■ Page excerpt
┏━━

Changes in Materials or Process
Seller, and their sub-tiers, shall not make any change in any design, material or in processes used for the goods, or in any scope of work or method of performing of services without reasonable advance written notice to Buyer and Buyer’s written consent. Upon request, Seller will furnish to Buyer in advance of making any such changes such information as Buyer may request to evaluate any proposed changes. No product may be shipped prior to Buyer’s written approval.
Changes to the Purchase Order:
Buyer shall have the right to make changes in a Purchase Order, including additions to or deletions from the quantities originally ordered, by a written notice to the Seller. If such changes cause an increase or decrease in Seller’s cost of or time required for performance, Seller must notify the Buyer in writing within five (5) business days of receipt of Buyer’s change order. The parties shall promptly agree on any adjustment in the contract price or delivery schedule or both.
Seller shall treat all information furnished by Buyer in connection with any Purchase Order to be confidential and shall not disclose or use any information for any purpose other than performance under such Purchase Order without express written permission of the Buyer. Information includes, but is not limited to parts, equipment, tools, drawings, specifications, instructions or other documents.

┗━━

■ Extracted entries
┏━━

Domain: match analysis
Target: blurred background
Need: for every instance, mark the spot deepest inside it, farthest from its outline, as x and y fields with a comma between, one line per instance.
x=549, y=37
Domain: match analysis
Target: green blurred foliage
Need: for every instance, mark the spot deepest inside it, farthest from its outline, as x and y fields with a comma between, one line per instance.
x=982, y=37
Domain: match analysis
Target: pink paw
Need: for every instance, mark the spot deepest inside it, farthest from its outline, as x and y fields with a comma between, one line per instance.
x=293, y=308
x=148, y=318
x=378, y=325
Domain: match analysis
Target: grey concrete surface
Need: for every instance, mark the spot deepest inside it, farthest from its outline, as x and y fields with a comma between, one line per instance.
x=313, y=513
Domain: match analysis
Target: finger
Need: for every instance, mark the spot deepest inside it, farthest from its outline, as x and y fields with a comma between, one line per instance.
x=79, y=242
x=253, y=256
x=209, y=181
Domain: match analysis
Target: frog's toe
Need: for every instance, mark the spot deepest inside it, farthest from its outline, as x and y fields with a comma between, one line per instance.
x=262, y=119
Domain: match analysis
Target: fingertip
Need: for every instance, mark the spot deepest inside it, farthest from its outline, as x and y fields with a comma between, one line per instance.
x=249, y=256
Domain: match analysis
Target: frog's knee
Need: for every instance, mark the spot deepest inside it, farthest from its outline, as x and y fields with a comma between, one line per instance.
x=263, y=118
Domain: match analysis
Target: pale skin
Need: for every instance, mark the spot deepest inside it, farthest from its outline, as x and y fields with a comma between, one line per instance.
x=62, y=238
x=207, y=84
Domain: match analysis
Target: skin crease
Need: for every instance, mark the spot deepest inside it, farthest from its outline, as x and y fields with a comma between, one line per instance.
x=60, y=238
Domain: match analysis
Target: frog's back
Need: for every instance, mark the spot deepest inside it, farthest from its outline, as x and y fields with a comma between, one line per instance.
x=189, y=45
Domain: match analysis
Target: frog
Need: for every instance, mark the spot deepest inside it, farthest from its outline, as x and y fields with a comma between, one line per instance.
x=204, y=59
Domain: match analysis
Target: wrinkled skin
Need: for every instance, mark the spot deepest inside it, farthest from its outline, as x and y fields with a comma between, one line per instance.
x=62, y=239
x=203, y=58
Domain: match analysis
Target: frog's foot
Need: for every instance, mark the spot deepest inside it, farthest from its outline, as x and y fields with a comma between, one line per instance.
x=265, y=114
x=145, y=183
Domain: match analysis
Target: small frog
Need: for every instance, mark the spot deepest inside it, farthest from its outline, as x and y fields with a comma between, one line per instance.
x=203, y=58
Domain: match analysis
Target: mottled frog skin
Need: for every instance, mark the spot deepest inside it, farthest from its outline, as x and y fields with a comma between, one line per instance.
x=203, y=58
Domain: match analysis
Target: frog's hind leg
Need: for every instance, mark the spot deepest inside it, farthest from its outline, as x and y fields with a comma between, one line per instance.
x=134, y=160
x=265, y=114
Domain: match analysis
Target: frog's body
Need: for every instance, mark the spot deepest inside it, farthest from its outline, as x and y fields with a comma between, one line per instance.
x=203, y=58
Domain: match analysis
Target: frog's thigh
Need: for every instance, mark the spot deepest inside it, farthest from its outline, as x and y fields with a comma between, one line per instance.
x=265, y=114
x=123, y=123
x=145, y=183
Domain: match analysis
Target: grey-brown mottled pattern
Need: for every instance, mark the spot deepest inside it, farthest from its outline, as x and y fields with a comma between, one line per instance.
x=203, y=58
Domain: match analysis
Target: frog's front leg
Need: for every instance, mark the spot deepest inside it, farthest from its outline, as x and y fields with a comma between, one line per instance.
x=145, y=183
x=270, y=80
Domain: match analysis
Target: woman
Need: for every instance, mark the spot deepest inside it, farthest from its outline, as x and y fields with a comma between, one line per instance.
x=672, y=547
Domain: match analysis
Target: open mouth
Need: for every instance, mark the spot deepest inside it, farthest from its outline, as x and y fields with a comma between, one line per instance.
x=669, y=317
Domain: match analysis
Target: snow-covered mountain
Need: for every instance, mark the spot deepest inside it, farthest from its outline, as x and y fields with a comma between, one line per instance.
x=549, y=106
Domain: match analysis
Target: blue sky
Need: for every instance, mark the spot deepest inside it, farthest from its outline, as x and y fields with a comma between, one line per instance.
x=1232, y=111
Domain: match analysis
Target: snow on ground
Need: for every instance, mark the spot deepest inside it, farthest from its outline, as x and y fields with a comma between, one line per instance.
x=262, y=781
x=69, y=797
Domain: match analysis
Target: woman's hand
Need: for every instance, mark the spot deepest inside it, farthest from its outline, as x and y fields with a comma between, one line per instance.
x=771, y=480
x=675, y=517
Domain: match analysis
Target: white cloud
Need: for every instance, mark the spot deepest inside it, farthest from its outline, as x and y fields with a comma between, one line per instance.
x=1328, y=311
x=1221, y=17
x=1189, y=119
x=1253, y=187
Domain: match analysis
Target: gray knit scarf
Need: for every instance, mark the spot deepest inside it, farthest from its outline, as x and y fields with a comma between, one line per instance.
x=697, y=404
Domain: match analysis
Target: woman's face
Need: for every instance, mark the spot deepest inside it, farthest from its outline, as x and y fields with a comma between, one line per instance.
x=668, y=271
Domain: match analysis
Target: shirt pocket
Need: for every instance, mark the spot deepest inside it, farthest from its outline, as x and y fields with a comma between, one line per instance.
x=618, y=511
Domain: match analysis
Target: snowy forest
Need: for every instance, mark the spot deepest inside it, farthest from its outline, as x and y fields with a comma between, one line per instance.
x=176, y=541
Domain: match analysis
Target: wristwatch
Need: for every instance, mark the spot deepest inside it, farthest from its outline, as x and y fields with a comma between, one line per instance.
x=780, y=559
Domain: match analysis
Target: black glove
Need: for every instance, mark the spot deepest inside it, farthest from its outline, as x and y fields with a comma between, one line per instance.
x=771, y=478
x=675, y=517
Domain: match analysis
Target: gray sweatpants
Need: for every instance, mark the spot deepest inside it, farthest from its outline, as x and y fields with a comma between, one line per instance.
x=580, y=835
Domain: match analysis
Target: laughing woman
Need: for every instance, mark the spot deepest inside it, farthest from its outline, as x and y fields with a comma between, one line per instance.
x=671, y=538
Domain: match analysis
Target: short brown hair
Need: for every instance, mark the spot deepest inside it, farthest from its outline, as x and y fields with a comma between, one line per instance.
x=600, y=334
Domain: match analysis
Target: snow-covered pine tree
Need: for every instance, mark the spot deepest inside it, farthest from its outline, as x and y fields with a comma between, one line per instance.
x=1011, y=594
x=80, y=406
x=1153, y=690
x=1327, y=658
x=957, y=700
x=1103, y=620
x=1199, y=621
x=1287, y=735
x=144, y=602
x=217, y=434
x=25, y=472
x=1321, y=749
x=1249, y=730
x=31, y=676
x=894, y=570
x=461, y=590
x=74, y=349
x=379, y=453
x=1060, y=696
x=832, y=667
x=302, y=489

┗━━

■ List of tasks
1. Revise the purchase order terms, reproducing everything from "Seller shall treat" down to "or other documents." but with "confidential" swapped for "proprietary".
2. According to the purchase order terms, how soon must the Seller notify the Buyer in writing when a change order raises or lowers the Seller's cost or time of performance?
The records were taken from a different source than the text.

■ Answers below
1.
Seller shall treat all information furnished by Buyer in connection with any Purchase Order to be proprietary and shall not disclose or use any information for any purpose other than performance under such Purchase Order without express written permission of the Buyer. Information includes, but is not limited to parts, equipment, tools, drawings, specifications, instructions or other documents.

2. Within five (5) business days of receipt of the Buyer's change order.